> **WHAT THE TASK REQUIRES**
Turn only the lines below, from the one containing "request: trace the outline of every instance of the tarp" through the one containing "target: tarp support pole", into a Markdown table with the columns Row and Line, leaving out blank lines.

***** SOURCE RECORDS *****

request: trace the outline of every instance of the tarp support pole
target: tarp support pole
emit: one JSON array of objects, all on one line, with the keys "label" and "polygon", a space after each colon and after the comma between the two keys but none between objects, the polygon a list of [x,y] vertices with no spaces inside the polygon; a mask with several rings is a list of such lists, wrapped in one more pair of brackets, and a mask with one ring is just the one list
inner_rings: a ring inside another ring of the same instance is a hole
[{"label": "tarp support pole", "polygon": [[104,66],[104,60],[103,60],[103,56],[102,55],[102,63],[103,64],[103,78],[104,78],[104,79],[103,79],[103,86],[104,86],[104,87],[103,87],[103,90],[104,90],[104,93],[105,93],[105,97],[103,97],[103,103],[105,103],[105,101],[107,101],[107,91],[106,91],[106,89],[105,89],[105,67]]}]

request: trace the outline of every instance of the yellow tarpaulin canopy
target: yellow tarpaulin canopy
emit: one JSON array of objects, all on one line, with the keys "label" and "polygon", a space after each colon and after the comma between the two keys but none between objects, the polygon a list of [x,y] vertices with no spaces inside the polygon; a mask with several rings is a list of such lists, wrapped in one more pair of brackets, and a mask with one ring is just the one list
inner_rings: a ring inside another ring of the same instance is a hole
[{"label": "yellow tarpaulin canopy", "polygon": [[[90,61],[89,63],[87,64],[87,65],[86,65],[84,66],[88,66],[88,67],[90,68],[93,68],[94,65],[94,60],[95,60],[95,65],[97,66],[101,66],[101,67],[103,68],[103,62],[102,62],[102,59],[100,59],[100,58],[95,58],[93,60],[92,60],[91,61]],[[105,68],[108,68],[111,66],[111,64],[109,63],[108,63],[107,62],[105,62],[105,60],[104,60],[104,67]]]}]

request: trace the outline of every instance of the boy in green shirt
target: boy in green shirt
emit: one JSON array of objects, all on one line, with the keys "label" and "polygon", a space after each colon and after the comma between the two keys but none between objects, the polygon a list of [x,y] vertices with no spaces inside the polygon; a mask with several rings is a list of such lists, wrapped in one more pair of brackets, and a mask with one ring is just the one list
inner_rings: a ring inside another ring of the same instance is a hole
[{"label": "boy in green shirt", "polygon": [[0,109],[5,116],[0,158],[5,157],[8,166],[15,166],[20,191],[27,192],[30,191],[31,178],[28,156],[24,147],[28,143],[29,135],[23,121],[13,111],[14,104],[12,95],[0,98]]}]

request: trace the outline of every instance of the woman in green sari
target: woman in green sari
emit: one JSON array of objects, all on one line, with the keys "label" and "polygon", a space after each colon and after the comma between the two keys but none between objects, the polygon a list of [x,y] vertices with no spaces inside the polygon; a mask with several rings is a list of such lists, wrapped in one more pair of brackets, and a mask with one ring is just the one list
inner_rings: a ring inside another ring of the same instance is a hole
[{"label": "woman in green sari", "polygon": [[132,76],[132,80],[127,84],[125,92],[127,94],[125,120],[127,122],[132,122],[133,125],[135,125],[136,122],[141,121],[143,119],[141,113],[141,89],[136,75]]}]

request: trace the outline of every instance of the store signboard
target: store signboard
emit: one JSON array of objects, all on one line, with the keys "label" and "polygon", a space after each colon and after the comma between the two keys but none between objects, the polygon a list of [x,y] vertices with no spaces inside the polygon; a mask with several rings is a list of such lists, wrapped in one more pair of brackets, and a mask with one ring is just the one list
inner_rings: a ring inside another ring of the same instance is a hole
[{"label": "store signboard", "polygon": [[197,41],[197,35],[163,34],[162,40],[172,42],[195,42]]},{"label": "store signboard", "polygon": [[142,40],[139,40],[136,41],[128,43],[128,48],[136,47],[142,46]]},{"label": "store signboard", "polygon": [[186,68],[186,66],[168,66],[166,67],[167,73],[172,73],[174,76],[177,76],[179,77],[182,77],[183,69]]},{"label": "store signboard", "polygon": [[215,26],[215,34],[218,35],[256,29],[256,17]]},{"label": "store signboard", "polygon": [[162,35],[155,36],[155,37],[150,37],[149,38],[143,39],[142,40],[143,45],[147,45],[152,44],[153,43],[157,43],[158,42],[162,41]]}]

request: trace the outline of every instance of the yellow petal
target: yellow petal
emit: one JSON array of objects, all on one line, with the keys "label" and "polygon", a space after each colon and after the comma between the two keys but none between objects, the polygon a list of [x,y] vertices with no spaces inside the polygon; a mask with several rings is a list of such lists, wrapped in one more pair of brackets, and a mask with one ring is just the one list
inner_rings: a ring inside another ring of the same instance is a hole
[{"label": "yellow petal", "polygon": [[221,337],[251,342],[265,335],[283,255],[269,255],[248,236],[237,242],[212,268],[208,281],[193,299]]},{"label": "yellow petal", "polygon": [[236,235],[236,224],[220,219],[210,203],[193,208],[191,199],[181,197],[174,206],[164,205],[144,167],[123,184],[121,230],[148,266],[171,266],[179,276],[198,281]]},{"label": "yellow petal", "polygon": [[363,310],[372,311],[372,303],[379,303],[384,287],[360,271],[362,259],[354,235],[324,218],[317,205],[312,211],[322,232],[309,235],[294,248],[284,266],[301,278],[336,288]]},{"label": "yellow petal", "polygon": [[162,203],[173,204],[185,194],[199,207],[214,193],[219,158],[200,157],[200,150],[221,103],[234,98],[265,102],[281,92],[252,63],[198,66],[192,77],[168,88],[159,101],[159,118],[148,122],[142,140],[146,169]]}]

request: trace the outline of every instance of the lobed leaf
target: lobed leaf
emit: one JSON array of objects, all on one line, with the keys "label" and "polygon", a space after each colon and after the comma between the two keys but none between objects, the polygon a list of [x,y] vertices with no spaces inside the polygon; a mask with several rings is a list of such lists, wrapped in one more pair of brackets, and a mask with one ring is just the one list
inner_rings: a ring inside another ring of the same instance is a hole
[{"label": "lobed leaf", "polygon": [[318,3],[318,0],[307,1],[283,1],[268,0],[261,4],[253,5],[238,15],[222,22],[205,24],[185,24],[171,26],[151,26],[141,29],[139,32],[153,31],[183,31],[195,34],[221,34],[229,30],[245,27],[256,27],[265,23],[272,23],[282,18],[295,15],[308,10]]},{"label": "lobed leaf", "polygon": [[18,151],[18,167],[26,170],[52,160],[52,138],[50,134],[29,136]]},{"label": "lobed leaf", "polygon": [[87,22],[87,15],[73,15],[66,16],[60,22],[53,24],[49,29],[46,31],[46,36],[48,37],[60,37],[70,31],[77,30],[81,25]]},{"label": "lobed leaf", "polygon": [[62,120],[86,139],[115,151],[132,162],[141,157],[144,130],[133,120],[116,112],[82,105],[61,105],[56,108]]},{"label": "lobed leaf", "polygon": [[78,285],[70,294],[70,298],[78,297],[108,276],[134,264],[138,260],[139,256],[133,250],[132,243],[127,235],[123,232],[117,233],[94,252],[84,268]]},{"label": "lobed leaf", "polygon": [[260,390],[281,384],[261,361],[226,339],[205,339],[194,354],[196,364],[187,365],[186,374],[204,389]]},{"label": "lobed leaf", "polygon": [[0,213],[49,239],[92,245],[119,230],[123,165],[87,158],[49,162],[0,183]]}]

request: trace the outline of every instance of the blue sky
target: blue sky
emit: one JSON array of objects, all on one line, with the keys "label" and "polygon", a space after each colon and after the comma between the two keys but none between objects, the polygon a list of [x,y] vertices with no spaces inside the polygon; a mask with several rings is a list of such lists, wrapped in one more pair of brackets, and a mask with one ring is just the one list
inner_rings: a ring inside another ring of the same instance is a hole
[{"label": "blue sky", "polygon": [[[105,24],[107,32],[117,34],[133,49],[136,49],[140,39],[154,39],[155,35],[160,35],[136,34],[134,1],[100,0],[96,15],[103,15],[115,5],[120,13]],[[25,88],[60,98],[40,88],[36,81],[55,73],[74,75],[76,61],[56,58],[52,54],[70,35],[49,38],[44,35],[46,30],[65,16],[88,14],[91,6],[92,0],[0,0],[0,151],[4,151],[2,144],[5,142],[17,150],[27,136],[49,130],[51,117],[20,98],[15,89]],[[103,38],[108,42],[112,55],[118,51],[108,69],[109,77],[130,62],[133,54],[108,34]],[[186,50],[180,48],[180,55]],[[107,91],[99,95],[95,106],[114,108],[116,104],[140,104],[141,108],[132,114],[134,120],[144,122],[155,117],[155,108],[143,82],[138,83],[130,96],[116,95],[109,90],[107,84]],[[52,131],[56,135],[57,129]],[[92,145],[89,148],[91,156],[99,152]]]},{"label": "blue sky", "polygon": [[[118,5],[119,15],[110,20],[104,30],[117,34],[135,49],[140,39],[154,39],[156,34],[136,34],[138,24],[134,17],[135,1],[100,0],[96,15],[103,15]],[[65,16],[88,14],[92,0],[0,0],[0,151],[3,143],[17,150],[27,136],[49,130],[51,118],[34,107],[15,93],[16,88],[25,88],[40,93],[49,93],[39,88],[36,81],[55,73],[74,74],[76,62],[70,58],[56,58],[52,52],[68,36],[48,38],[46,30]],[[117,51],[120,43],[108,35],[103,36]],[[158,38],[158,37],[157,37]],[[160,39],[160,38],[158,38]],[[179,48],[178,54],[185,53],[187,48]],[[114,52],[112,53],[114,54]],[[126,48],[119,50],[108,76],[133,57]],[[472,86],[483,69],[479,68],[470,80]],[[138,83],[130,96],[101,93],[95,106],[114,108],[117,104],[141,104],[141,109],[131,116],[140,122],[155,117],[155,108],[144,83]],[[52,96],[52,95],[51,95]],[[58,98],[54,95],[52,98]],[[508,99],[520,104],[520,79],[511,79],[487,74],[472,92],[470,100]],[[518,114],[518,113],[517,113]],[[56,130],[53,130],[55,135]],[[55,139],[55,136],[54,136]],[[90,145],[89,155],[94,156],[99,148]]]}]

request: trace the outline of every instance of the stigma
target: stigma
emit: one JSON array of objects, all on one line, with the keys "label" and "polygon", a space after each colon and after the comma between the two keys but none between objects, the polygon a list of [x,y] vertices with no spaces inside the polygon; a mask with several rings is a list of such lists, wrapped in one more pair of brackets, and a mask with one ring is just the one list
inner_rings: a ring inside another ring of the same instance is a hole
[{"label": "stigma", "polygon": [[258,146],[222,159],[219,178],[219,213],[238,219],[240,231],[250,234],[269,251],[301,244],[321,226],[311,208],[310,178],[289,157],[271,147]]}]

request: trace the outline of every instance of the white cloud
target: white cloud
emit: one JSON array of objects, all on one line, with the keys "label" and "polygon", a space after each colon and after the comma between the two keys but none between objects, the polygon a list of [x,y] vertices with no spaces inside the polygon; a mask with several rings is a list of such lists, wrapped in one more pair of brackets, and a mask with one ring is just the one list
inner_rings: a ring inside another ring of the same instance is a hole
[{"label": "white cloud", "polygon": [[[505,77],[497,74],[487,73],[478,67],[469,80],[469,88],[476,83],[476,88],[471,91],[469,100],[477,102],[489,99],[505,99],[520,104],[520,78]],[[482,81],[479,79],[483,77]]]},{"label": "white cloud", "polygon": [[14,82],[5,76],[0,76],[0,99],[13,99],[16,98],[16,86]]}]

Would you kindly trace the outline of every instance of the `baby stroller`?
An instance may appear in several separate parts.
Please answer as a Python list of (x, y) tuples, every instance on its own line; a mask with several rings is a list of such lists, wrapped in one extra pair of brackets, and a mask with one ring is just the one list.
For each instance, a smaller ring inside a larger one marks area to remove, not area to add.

*****
***** SOURCE RECORDS *****

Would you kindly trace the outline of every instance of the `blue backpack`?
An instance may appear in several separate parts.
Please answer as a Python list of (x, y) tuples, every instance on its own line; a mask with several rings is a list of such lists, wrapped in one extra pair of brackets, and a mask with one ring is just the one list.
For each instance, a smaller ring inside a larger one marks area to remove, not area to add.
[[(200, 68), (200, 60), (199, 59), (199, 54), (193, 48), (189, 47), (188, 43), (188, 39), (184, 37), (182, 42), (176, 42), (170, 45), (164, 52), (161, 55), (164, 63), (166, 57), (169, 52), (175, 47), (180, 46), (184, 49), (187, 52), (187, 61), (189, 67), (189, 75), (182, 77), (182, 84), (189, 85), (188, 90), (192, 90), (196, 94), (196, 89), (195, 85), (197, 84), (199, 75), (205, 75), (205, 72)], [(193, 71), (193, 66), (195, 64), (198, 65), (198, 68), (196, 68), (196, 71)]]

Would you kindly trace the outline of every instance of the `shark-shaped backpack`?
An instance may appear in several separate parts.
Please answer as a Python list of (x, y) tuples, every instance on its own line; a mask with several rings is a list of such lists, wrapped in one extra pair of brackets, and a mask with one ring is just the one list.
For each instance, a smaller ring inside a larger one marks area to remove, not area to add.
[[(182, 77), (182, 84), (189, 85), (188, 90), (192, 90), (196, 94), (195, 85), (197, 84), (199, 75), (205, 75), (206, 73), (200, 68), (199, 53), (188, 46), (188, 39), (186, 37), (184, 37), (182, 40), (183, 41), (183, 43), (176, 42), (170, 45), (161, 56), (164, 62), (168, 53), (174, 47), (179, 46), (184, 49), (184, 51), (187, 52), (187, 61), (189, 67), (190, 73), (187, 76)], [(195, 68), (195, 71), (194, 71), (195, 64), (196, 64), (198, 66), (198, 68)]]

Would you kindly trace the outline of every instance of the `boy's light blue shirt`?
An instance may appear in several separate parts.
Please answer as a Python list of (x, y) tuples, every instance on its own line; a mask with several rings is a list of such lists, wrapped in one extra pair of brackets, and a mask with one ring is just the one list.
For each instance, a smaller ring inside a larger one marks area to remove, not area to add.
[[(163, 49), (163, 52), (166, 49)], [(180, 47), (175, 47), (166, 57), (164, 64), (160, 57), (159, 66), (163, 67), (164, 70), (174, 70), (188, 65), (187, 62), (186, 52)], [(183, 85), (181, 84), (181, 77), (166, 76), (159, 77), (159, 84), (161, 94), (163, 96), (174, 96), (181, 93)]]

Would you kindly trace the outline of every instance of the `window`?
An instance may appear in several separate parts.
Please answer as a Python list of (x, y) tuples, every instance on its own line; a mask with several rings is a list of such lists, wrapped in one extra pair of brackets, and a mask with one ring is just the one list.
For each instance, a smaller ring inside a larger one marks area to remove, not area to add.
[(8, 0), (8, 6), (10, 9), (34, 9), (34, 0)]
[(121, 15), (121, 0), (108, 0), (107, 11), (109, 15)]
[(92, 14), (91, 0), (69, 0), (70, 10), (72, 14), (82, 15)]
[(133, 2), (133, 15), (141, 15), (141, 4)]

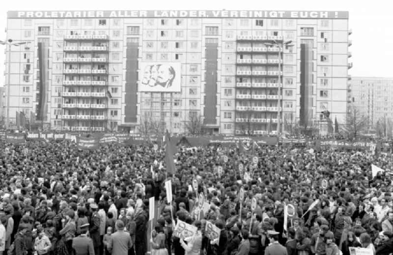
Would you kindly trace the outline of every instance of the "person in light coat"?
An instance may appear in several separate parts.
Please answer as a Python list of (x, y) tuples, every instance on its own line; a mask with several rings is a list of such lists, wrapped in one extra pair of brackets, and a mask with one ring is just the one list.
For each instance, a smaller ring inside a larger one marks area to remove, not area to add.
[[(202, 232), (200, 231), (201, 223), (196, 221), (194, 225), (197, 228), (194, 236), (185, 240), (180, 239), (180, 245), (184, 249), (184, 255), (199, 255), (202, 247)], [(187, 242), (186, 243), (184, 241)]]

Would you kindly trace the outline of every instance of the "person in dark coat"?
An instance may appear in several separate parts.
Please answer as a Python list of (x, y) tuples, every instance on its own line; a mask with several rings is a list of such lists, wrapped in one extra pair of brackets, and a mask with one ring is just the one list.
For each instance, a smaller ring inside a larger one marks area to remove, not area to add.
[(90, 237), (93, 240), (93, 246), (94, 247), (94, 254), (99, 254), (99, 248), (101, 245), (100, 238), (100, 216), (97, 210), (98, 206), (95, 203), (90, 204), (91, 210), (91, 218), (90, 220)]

*****

> **COMPLETE ANSWER**
| Row | Line |
|---|---|
| 1 | request: trace the outline of every instance of the tarp support pole |
| 2 | target: tarp support pole |